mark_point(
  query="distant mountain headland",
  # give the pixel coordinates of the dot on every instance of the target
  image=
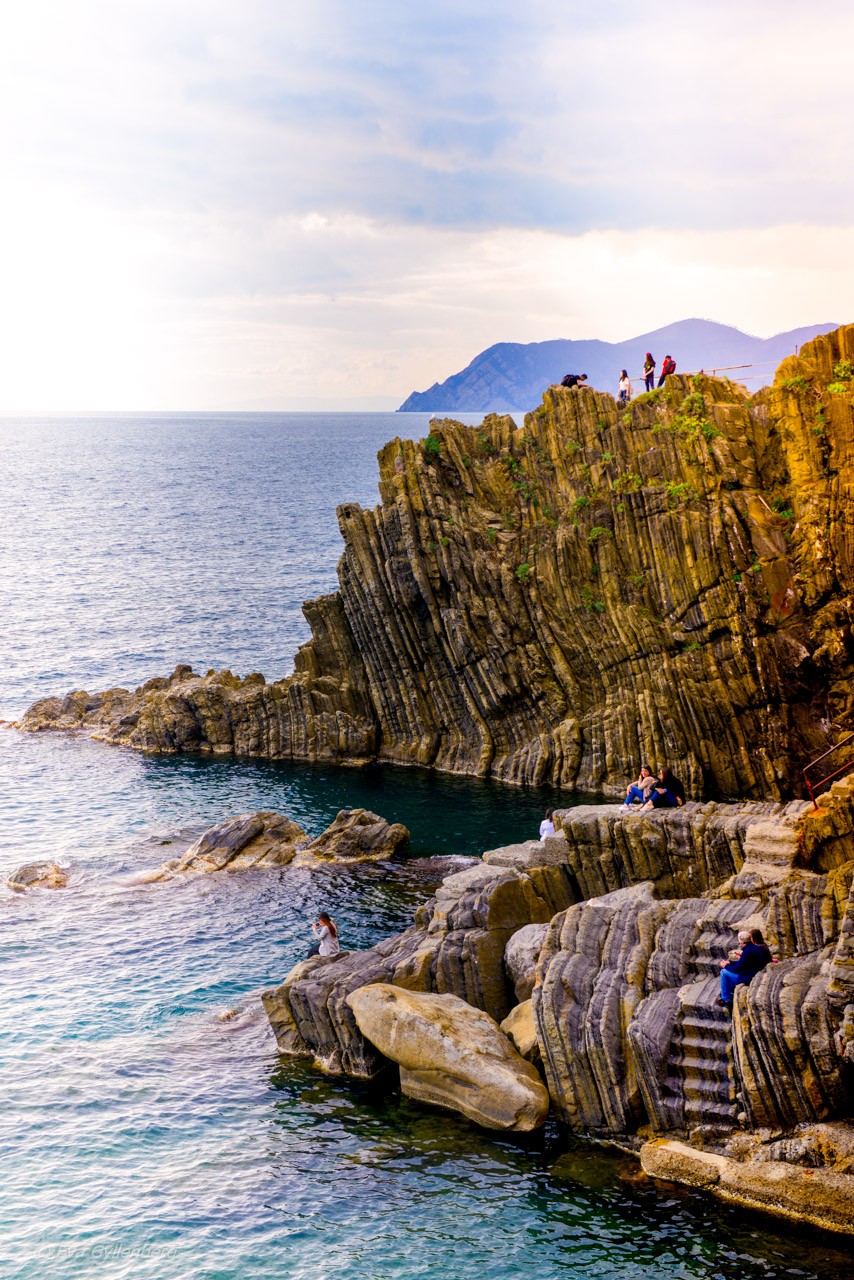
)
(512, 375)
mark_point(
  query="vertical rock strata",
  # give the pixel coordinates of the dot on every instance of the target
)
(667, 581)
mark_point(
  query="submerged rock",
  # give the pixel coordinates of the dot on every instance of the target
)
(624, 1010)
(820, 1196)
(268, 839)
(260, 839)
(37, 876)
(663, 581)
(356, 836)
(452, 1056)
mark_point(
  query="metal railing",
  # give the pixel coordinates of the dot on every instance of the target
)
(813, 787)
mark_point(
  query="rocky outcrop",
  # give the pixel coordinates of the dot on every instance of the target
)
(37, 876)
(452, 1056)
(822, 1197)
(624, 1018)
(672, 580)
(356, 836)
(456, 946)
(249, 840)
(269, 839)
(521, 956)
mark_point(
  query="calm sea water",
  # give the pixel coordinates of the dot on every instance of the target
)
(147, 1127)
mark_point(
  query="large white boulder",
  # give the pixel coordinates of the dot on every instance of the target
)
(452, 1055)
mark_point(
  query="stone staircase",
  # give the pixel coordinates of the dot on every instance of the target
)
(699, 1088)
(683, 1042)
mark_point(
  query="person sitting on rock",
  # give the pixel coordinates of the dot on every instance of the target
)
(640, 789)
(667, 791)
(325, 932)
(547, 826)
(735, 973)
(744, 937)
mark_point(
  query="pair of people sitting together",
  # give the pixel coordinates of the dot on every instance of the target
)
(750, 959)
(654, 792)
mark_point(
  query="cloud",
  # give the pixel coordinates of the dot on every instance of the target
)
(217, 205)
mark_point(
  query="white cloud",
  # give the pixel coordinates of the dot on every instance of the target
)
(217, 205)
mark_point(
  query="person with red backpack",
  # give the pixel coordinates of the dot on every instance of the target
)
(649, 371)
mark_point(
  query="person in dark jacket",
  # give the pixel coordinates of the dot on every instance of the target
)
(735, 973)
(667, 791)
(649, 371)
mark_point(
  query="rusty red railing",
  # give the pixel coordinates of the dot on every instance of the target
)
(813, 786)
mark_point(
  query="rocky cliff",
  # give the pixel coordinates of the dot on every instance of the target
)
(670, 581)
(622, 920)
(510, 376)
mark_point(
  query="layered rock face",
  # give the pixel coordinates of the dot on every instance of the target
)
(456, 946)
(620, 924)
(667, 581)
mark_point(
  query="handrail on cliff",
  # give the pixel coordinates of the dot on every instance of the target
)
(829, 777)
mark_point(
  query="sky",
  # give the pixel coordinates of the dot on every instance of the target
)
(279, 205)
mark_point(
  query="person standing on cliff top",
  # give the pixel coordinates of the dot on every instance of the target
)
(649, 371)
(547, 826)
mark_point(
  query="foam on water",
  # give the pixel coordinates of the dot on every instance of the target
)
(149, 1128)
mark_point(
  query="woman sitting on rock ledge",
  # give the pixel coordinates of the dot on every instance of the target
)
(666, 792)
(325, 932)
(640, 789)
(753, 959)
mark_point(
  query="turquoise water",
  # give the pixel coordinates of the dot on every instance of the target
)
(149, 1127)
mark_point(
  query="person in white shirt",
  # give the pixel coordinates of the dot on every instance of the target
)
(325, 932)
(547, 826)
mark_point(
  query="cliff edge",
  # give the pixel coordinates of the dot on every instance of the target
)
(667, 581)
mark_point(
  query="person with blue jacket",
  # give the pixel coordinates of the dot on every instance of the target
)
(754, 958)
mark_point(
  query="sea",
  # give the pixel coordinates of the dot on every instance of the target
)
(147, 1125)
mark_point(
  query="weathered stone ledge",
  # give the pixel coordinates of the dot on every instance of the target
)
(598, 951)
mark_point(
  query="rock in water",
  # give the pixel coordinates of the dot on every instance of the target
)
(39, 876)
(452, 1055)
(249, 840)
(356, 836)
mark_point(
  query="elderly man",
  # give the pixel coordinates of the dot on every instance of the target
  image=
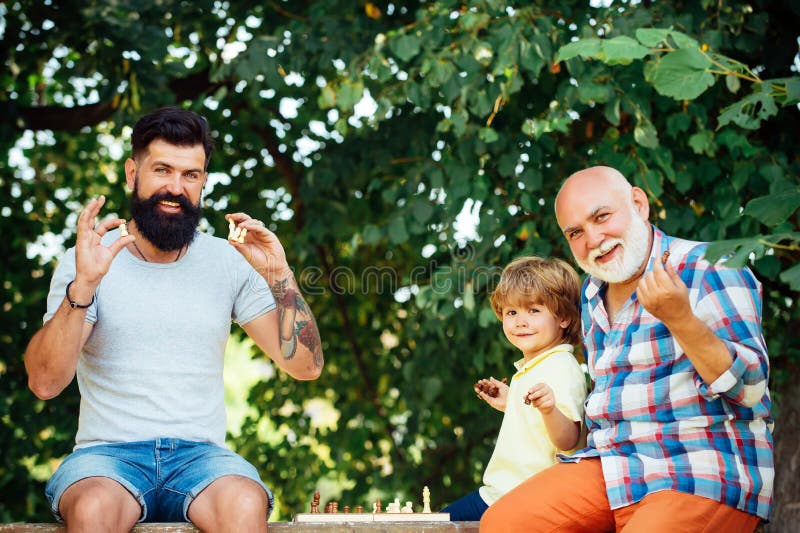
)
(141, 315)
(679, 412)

=======

Activity >>
Write out every line of the entries above exactly, and omit their pictures.

Response area >>
mark_point(
  query="distant mountain headland",
  # give the pixel coordinates of the dot on every instance of the target
  image=
)
(512, 375)
mark_point(
  query="vertical rock strata",
  # give the pixel coordinates of the dot on every instance of the target
)
(667, 581)
mark_point(
  query="submerged rock",
  # give the pixel coordinates of the dot on every instance of the target
)
(624, 1010)
(820, 1196)
(268, 839)
(260, 839)
(37, 876)
(663, 581)
(356, 836)
(452, 1056)
mark_point(
  query="metal railing",
  # give the pixel coordinates of the dot on every instance of the target
)
(813, 787)
mark_point(
  query="rocky outcrop",
  # give the pixel coordinates of the dot on every instance of the target
)
(37, 876)
(452, 1056)
(822, 1197)
(624, 1018)
(672, 580)
(356, 836)
(456, 946)
(249, 840)
(269, 839)
(521, 956)
mark_point(
  query="calm sea water",
  # give the pixel coordinates of the dot on every instance of the target
)
(147, 1127)
mark_point(
  query="large white boulder",
  # give the pixel coordinates of the dot on every instance of the target
)
(452, 1055)
mark_point(
  query="stone staircase",
  # give the pixel coordinates of the dot on every instance of the target
)
(699, 1088)
(683, 1042)
mark_point(
  query="person sitting on rock",
  # give the pixel coordinates of the dot on every instance of the target
)
(640, 789)
(667, 791)
(325, 932)
(547, 826)
(735, 973)
(744, 937)
mark_point(
  query="pair of people sitting together",
  # give the pixel coordinates of the dot on every instance of the target
)
(750, 959)
(654, 792)
mark_point(
  query="cloud",
  # give the pixel coordinates of the dot on every instance of the target
)
(217, 205)
mark_point(
  query="white cloud",
  # give the pixel coordinates of the dot on every instance of the target
)
(217, 205)
mark_point(
  query="person with red backpack",
  # give the pixel coordinates of the dot on every instance of the target
)
(649, 371)
mark_point(
  query="person in dark jacket",
  # give the pixel coordinates of the dot on every instance of the target
)
(735, 973)
(667, 791)
(649, 371)
mark_point(
  query="rusty red railing",
  # give the pixel coordinates of the dot on every instance of the target
)
(813, 786)
mark_point(
  query="rocky cliff",
  # give the pixel coordinates of the dot on every instance of the target
)
(670, 581)
(622, 920)
(510, 376)
mark_point(
  query="layered rock face",
  # give the pixel coordinates of the dot on every instance of the target
)
(456, 946)
(620, 924)
(667, 581)
mark_point(
  query="handrail on cliff",
  # give the pixel coordinates of the dot on every instance of the target
)
(829, 777)
mark_point(
  query="sky",
  # give the pixel coordinates of the dot on every instance of the target
)
(279, 205)
mark_point(
  query="person standing on cliff top",
  # give the pixel coordinates of the dot on every instance of the target
)
(649, 371)
(547, 826)
mark_point(
  query="foam on water",
  # give the pixel coordinates of the dot on every instance of the target
)
(149, 1128)
mark_point(
  query="woman sitting on rock ledge",
  # give the pixel coordinates of the dot on every instance of the target
)
(666, 792)
(325, 932)
(640, 789)
(753, 959)
mark_point(
  query="turquoise water",
  # give the pixel coordinates of the dot on every instance of the target
)
(149, 1127)
mark_point(
  query="person in white shirt",
  # give the pixel coordinates of the dot on every instance of the target
)
(325, 932)
(547, 826)
mark_point(
  query="cliff edge",
  # give the pixel coordinates of the dot on every instance of the target
)
(667, 581)
mark_point(
  query="person with blue jacket",
  # give the pixel coordinates of the dot on every instance of the target
)
(754, 958)
mark_point(
  query="sea",
  # give the pixel coordinates of the dot on every instance of the target
)
(147, 1125)
mark_point(
  query="weathered stone ledge",
  # give the pixel coordinates of the dot on every instance of the target
)
(598, 951)
mark_point(
  query="rock in water",
  # give the pixel coordinates of the dot on every instance of the target
)
(39, 876)
(452, 1055)
(249, 840)
(356, 836)
mark_point(
  query="elderly man",
  # give the pixel coordinates of the dot on every instance of the target
  image=
)
(141, 315)
(679, 412)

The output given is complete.